• [WHAT IS EXPECTED]:
Copy every item below character for character, leaving nothing out and changing nothing.
== MATERIAL
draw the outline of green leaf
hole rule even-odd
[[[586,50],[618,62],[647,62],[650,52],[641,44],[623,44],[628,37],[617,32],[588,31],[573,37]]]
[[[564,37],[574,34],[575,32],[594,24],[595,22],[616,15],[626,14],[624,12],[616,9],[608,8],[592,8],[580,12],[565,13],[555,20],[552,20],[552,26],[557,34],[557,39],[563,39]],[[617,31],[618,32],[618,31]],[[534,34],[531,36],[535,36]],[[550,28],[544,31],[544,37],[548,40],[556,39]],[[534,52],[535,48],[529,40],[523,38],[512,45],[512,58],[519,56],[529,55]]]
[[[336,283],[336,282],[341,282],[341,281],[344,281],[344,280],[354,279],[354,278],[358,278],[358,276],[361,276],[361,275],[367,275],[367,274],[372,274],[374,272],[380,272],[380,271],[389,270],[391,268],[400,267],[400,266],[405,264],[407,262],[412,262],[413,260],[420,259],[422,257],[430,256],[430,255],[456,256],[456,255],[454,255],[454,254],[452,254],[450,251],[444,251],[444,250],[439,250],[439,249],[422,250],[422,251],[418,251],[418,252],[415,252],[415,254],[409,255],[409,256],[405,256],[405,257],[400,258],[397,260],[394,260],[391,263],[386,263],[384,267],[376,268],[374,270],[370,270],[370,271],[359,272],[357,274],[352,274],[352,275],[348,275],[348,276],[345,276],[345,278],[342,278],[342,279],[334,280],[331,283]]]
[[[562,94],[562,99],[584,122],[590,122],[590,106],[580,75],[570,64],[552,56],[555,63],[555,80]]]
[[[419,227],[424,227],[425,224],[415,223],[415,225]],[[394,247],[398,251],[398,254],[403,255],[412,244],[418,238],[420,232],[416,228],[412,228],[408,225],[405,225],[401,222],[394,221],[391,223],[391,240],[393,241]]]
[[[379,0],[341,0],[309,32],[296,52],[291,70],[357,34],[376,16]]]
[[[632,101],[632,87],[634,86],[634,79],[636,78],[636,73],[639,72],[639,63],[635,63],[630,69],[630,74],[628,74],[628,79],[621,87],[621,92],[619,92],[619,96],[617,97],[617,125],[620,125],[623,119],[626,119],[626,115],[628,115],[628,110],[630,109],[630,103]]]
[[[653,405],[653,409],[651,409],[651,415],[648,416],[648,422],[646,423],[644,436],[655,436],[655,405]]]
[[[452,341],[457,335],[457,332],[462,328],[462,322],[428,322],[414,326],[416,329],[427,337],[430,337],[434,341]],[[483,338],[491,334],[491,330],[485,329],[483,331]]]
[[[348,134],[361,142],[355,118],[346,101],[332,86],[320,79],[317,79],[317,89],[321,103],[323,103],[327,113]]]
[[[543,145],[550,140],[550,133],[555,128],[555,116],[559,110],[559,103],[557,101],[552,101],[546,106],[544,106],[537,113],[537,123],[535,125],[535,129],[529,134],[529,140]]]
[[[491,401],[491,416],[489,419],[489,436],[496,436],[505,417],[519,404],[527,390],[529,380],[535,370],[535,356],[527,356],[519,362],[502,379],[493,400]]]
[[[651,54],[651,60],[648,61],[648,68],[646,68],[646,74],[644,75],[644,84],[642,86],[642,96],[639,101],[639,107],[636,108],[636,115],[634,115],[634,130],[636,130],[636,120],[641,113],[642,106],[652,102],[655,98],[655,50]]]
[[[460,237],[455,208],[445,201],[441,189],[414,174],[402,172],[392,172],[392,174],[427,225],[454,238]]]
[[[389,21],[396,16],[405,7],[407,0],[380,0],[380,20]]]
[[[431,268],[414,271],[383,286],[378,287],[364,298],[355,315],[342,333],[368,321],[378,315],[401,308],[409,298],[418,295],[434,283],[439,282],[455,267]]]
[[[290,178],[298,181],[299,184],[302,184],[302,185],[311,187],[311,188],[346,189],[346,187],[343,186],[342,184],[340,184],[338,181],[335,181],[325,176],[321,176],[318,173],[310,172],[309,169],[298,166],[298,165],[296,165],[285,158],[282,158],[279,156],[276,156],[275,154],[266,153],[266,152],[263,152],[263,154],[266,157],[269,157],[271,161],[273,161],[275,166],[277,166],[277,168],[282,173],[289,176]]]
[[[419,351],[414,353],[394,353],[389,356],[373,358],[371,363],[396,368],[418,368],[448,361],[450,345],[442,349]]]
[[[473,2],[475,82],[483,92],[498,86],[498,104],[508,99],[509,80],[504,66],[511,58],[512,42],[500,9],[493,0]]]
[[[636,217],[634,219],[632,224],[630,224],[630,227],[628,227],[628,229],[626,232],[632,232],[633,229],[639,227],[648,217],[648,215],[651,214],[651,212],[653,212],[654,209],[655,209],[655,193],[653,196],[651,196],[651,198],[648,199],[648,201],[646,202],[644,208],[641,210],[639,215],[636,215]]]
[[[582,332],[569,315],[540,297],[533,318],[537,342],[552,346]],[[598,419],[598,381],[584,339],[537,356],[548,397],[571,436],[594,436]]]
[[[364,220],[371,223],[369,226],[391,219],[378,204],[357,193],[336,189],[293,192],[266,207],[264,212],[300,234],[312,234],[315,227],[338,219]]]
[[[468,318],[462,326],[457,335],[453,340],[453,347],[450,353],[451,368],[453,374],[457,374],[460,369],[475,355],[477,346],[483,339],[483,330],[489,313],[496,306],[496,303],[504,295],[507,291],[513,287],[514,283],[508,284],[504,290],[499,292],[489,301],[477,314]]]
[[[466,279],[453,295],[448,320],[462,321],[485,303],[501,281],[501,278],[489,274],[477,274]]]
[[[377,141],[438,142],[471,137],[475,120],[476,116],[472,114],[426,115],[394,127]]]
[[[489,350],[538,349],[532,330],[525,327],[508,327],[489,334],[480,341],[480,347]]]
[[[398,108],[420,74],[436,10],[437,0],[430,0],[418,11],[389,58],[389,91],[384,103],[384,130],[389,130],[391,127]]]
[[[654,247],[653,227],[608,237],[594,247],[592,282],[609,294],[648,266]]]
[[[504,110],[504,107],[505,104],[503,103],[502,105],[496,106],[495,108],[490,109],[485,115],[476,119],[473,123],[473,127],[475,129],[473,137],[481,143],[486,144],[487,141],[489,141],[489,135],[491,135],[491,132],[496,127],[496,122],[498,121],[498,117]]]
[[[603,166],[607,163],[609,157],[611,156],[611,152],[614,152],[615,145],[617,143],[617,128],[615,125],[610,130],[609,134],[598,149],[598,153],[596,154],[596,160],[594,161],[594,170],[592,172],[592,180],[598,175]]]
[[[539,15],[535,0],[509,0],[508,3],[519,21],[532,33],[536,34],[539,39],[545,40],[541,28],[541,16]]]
====
• [OUTPUT BELOW]:
draw the outline of green leaf
hole rule even-odd
[[[586,50],[618,62],[647,62],[650,52],[641,44],[623,44],[628,37],[617,32],[588,31],[573,37]]]
[[[564,37],[574,34],[575,32],[594,24],[595,22],[616,15],[626,14],[624,12],[616,9],[608,8],[592,8],[580,12],[565,13],[555,20],[552,20],[552,26],[557,34],[557,39],[563,39]],[[617,31],[618,32],[618,31]],[[534,34],[531,36],[535,36]],[[550,28],[544,31],[544,37],[548,40],[556,39]],[[534,52],[535,48],[529,40],[523,38],[512,45],[512,58],[519,56],[529,55]]]
[[[336,283],[336,282],[341,282],[341,281],[344,281],[344,280],[354,279],[354,278],[358,278],[358,276],[361,276],[361,275],[367,275],[367,274],[372,274],[374,272],[380,272],[380,271],[389,270],[391,268],[400,267],[400,266],[405,264],[407,262],[412,262],[413,260],[420,259],[422,257],[430,256],[430,255],[456,256],[456,255],[454,255],[454,254],[452,254],[450,251],[444,251],[444,250],[439,250],[439,249],[422,250],[422,251],[418,251],[418,252],[415,252],[415,254],[409,255],[409,256],[405,256],[405,257],[400,258],[397,260],[394,260],[391,263],[386,263],[384,267],[376,268],[374,270],[370,270],[370,271],[359,272],[357,274],[352,274],[352,275],[348,275],[348,276],[345,276],[345,278],[342,278],[342,279],[334,280],[331,283]]]
[[[562,94],[562,99],[584,122],[590,122],[590,106],[580,75],[570,64],[552,56],[555,63],[555,80]]]
[[[419,227],[424,227],[425,224],[415,223],[415,225]],[[394,247],[398,251],[398,254],[403,255],[412,244],[418,238],[420,232],[416,228],[412,228],[408,225],[405,225],[401,222],[394,221],[391,223],[391,240],[393,241]]]
[[[379,0],[341,0],[309,32],[296,52],[291,70],[357,34],[376,16]]]
[[[632,101],[632,87],[634,86],[634,79],[636,78],[636,73],[639,72],[639,63],[635,63],[630,69],[630,74],[628,74],[628,79],[621,87],[621,92],[619,92],[619,96],[617,97],[617,125],[620,125],[623,119],[626,119],[626,115],[628,115],[628,110],[630,109],[630,103]]]
[[[653,405],[653,409],[651,409],[651,415],[648,416],[648,422],[646,423],[644,436],[655,436],[655,405]]]
[[[452,341],[457,335],[457,332],[462,328],[462,322],[428,322],[414,326],[416,329],[427,337],[430,337],[434,341]],[[483,338],[491,334],[491,330],[485,329],[483,331]]]
[[[348,134],[361,142],[355,118],[346,101],[332,86],[320,79],[317,79],[317,89],[321,103],[323,103],[327,113]]]
[[[543,145],[550,140],[550,133],[555,128],[555,116],[559,110],[559,103],[557,101],[552,101],[546,106],[544,106],[537,113],[537,123],[535,125],[535,129],[529,134],[529,140]]]
[[[491,401],[491,416],[489,419],[489,436],[496,436],[505,417],[519,404],[527,390],[529,380],[535,370],[535,356],[527,356],[519,362],[502,379],[493,400]]]
[[[651,54],[651,60],[648,61],[648,68],[646,68],[646,74],[644,75],[644,84],[642,86],[642,96],[639,101],[639,107],[636,108],[636,115],[634,115],[634,130],[636,130],[636,120],[641,113],[642,106],[652,102],[655,98],[655,50]]]
[[[460,237],[455,208],[445,201],[441,189],[414,174],[402,172],[392,172],[392,174],[427,225],[454,238]]]
[[[389,21],[396,16],[405,7],[407,0],[380,0],[380,20]]]
[[[431,268],[414,271],[383,286],[378,287],[364,298],[355,315],[342,333],[368,321],[378,315],[401,308],[409,298],[418,295],[434,283],[439,282],[455,267]]]
[[[290,178],[298,181],[299,184],[302,184],[302,185],[311,187],[311,188],[346,189],[346,187],[343,186],[342,184],[340,184],[338,181],[335,181],[325,176],[321,176],[318,173],[310,172],[309,169],[298,166],[298,165],[296,165],[285,158],[282,158],[279,156],[276,156],[275,154],[266,153],[266,152],[263,152],[263,154],[266,157],[269,157],[271,161],[273,161],[275,166],[277,166],[277,168],[282,173],[289,176]]]
[[[419,351],[414,353],[394,353],[389,356],[373,358],[371,363],[396,368],[418,368],[448,361],[450,345],[442,349]]]
[[[473,2],[475,82],[483,92],[498,86],[498,104],[508,99],[509,80],[504,66],[511,58],[512,42],[500,9],[493,0]]]
[[[636,217],[634,219],[632,224],[630,224],[630,227],[628,227],[628,229],[626,232],[632,232],[633,229],[639,227],[648,217],[648,215],[651,214],[651,212],[653,212],[654,209],[655,209],[655,193],[653,196],[651,196],[651,198],[648,199],[648,201],[646,202],[644,208],[641,210],[639,215],[636,215]]]
[[[582,332],[569,315],[540,297],[533,318],[537,342],[552,346]],[[598,419],[598,381],[584,339],[537,356],[548,397],[571,436],[594,436]]]
[[[364,220],[371,223],[369,226],[391,219],[378,204],[357,193],[336,189],[293,192],[266,207],[264,212],[300,234],[312,234],[315,227],[338,219]]]
[[[468,318],[462,326],[457,335],[453,340],[453,347],[450,353],[451,368],[453,374],[457,374],[460,369],[475,355],[477,346],[483,339],[483,330],[489,313],[496,306],[496,303],[504,295],[507,291],[513,287],[514,283],[508,284],[504,290],[499,292],[489,301],[477,314]]]
[[[466,279],[453,295],[448,320],[462,321],[485,303],[501,281],[501,278],[489,274],[477,274]]]
[[[377,141],[438,142],[471,137],[475,120],[476,116],[472,114],[426,115],[394,127]]]
[[[489,350],[538,349],[532,330],[525,327],[508,327],[489,334],[480,341],[480,347]]]
[[[398,108],[420,74],[436,10],[437,0],[430,0],[418,11],[389,58],[389,91],[384,103],[384,130],[389,130],[391,127]]]
[[[654,247],[653,227],[608,237],[594,247],[592,282],[609,294],[648,266]]]
[[[504,110],[504,107],[505,104],[503,103],[502,105],[496,106],[495,108],[490,109],[485,115],[476,119],[473,123],[473,127],[475,129],[473,137],[481,143],[486,144],[487,141],[489,141],[489,135],[491,135],[491,132],[496,127],[496,122],[498,121],[498,117]]]
[[[603,166],[607,163],[609,157],[611,156],[611,152],[614,152],[615,145],[617,143],[617,128],[615,125],[610,130],[609,134],[598,149],[598,153],[596,154],[596,160],[594,161],[594,170],[592,172],[592,180],[598,175]]]
[[[539,15],[535,0],[509,0],[508,3],[519,21],[532,33],[536,34],[539,39],[545,40],[541,28],[541,16]]]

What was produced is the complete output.